Hand back every line from the beginning of the data below through the line containing "Query: green tree foliage", word for word and free of pictures.

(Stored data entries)
+++

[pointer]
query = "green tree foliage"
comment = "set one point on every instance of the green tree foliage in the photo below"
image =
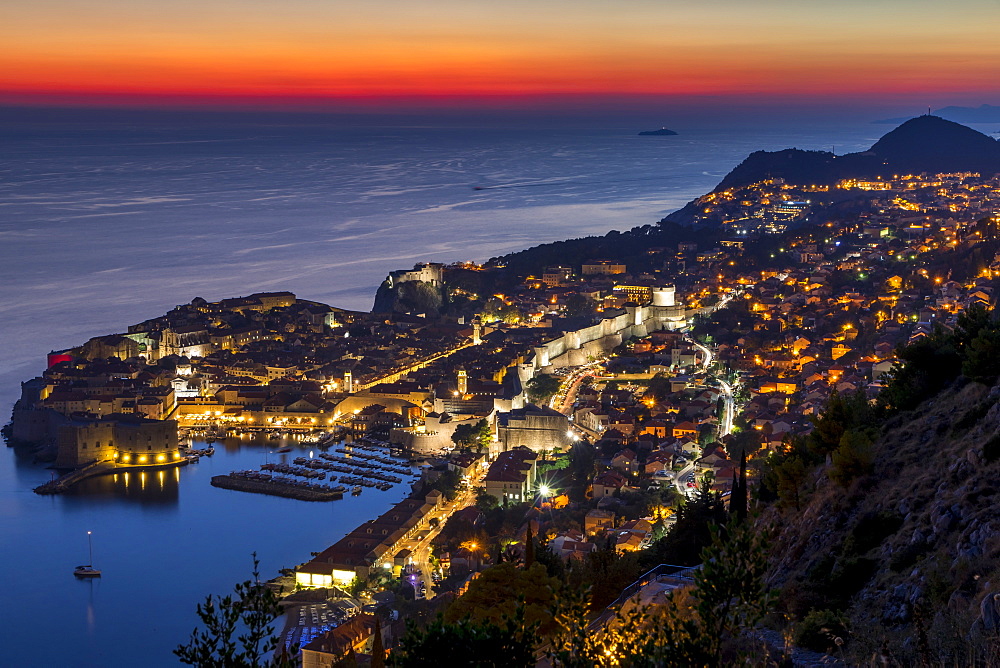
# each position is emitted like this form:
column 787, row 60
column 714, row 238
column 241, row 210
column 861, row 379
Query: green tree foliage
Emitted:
column 473, row 436
column 853, row 459
column 792, row 476
column 579, row 306
column 739, row 496
column 843, row 413
column 729, row 597
column 448, row 483
column 378, row 651
column 238, row 631
column 691, row 533
column 484, row 501
column 508, row 643
column 659, row 387
column 925, row 368
column 496, row 592
column 928, row 365
column 541, row 387
column 529, row 548
column 605, row 573
column 745, row 441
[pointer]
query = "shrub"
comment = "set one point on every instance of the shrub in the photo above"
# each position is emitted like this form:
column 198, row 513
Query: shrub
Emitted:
column 819, row 630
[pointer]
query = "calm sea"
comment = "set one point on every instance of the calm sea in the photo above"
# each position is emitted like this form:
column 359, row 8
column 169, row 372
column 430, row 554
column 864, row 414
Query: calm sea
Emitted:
column 106, row 220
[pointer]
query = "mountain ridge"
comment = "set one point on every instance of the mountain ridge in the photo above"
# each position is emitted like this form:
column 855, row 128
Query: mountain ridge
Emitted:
column 927, row 143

+++

-- Exercise result --
[pointer]
query = "green tree foliage"
comment = "set one point on every instance of the green tree foliage in the photo below"
image =
# each position is emitted like this form:
column 787, row 60
column 714, row 238
column 241, row 210
column 861, row 379
Query: green tree foliage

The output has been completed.